Excerpts from a pointing dataset
━━━━━━
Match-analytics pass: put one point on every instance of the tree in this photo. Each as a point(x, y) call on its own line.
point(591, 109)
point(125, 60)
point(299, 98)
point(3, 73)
━━━━━━
**Given task:**
Reproduce every line of the material above, requests included, shifting each point coordinate in the answers up by 89.

**Result for this exercise:**
Match-analytics pass: put one point on every instance of the tree in this photo. Each as a point(x, y) call on its own line.
point(680, 198)
point(214, 149)
point(388, 187)
point(92, 162)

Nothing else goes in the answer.